ИСХОДНЫЙ ТЕКСТ:
((
Если бы РПЦ не была государственной церковью, православных священников не было бы сегодня в воинских частях

Юрий Самодуров: Это было правильно в течение 600 лет, с начала существования Московской Руси. Вот с того момента, как митрополит переехал сначала из Киева во Владимир, а потом в Москву, и Москва стала центром христианской религии на Руси. И до февраля 1917 года так и было. Действительно, Церковь была государственной, и, например, не хождение к причастию граждан православного вероисповедания рассматривалось как административный проступок, а кощунство было просто уголовным преступлением и наказывалось каторгой. Сейчас эта практика вернулась, и религиозное кощунство стало уголовным преступлением. Меня самого два раза судили за это – за выставку "Осторожно, религия!" и за выставку "Запретное искусство".

Яков Кротов: Значит, собор надо вернуть для полноты картины!
))
ЧТО НУЖНО СДЕЛАТЬ:
**A)** За какие две выставки, по словам Юрия Самодурова в исходном тексте, его судили?
**B)** Перепишите отрывок исходного текста и поставьте «ссылкой» вместо «каторгой». Отрывок начинается словами «Юрий Самодуров: Это» и заканчивается словами «для полноты картины!».

МАТЕРИАЛ ДЛЯ РАБОТЫ:
((
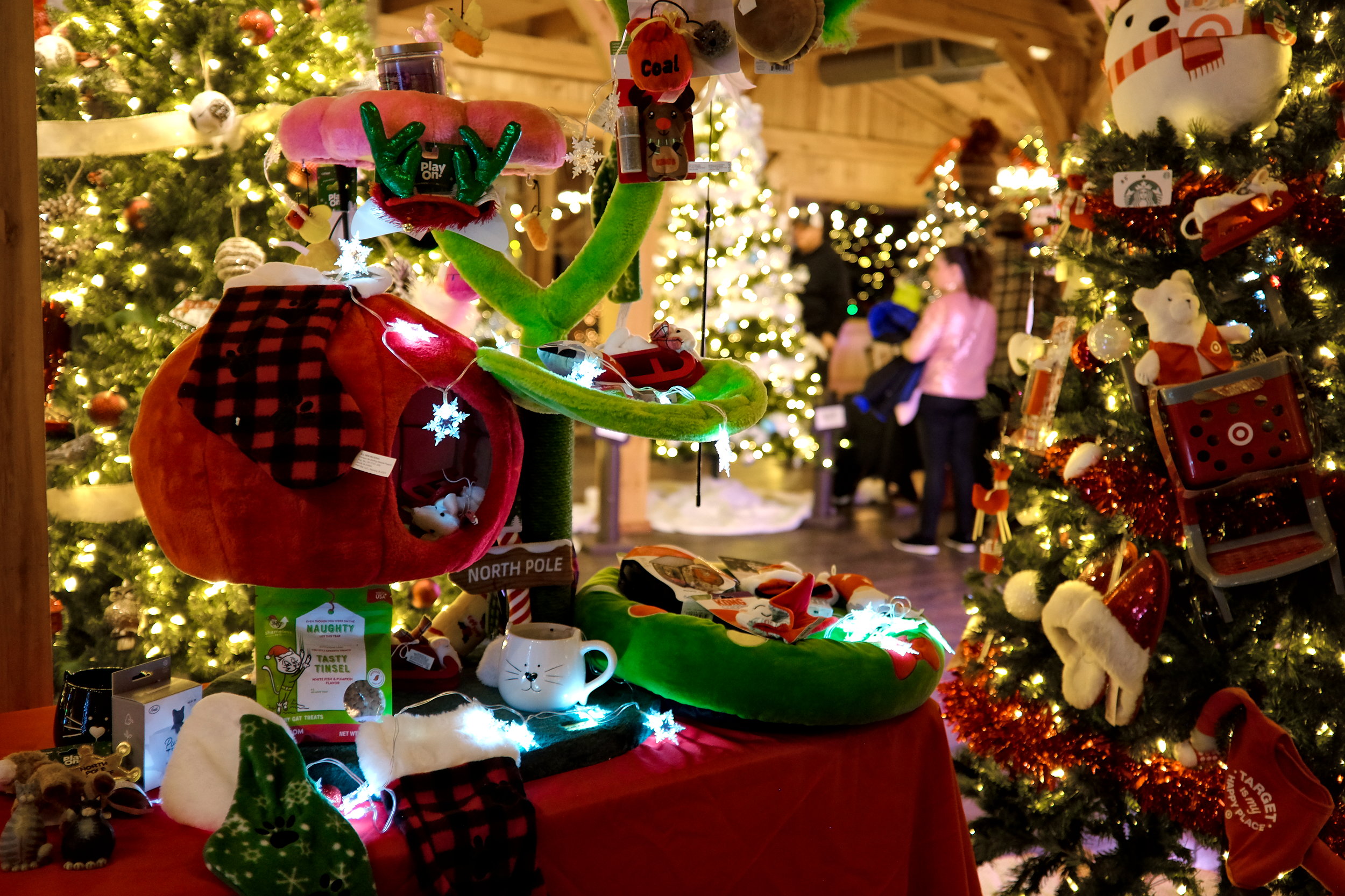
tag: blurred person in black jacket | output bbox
[791,214,853,352]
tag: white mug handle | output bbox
[1181,211,1200,239]
[578,641,616,706]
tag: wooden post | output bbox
[0,3,51,712]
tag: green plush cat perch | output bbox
[476,349,766,441]
[575,566,944,725]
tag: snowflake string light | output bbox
[387,317,438,346]
[645,709,686,745]
[565,137,603,177]
[589,90,616,136]
[567,357,603,389]
[336,239,374,280]
[421,392,471,445]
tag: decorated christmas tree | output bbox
[654,97,822,463]
[944,0,1345,894]
[35,0,373,678]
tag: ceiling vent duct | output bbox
[818,38,1000,88]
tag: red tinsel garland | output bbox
[939,641,1345,854]
[1041,438,1183,545]
[939,642,1223,834]
[1084,171,1345,249]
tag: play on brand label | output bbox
[1111,168,1173,209]
[296,603,365,710]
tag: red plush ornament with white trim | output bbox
[1041,545,1169,725]
[1177,687,1345,893]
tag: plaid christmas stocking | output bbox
[178,287,365,488]
[204,716,374,896]
[393,756,546,896]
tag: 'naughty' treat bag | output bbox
[256,585,393,741]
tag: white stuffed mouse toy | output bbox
[1131,271,1252,386]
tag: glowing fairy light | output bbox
[336,239,374,280]
[714,426,737,475]
[567,357,603,389]
[387,317,438,346]
[421,392,471,445]
[645,709,686,745]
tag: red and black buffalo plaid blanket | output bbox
[394,756,546,896]
[178,285,365,488]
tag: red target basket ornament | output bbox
[1149,352,1345,620]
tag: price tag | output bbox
[812,405,845,432]
[350,451,397,478]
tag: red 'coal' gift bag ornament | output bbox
[131,284,523,588]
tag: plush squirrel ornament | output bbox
[1132,271,1252,386]
[1103,0,1294,137]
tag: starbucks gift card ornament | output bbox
[1103,0,1294,137]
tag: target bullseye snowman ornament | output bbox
[1103,0,1294,137]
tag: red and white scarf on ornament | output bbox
[1103,0,1294,90]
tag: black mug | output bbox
[53,666,121,746]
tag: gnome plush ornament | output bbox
[1177,687,1345,893]
[1131,271,1252,386]
[1103,0,1294,137]
[1041,545,1169,725]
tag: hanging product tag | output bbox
[350,451,397,478]
[1111,168,1173,209]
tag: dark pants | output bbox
[916,395,978,541]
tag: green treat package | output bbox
[256,585,393,741]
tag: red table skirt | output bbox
[0,700,981,896]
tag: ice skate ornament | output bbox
[1103,0,1296,137]
[1131,271,1252,386]
[1181,168,1294,261]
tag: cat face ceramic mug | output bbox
[500,623,616,713]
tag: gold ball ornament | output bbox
[215,237,266,282]
[1088,315,1131,362]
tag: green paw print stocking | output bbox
[206,716,374,896]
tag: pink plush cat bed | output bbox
[277,90,565,175]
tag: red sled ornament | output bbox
[1177,687,1345,893]
[1181,168,1296,261]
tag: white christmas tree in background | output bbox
[654,97,822,463]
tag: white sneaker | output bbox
[892,536,939,557]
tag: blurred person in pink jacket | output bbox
[892,246,995,557]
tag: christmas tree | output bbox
[944,0,1345,894]
[35,0,373,678]
[654,97,822,463]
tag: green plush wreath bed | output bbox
[575,566,944,725]
[476,349,766,441]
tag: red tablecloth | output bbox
[0,701,981,896]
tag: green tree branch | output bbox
[435,183,663,357]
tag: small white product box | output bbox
[112,657,201,790]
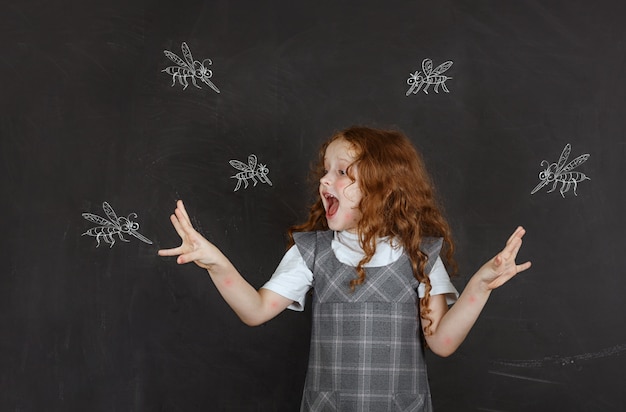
))
ОТВЕТЫ:
**A)** Его судили за выставки «Осторожно, религия!» и «Запретное искусство».

**B)**
Юрий Самодуров: Это было правильно в течение 600 лет, с начала существования Московской Руси. Вот с того момента, как митрополит переехал сначала из Киева во Владимир, а потом в Москву, и Москва стала центром христианской религии на Руси. И до февраля 1917 года так и было. Действительно, Церковь была государственной, и, например, не хождение к причастию граждан православного вероисповедания рассматривалось как административный проступок, а кощунство было просто уголовным преступлением и наказывалось ссылкой. Сейчас эта практика вернулась, и религиозное кощунство стало уголовным преступлением. Меня самого два раза судили за это – за выставку "Осторожно, религия!" и за выставку "Запретное искусство".

Яков Кротов: Значит, собор надо вернуть для полноты картины!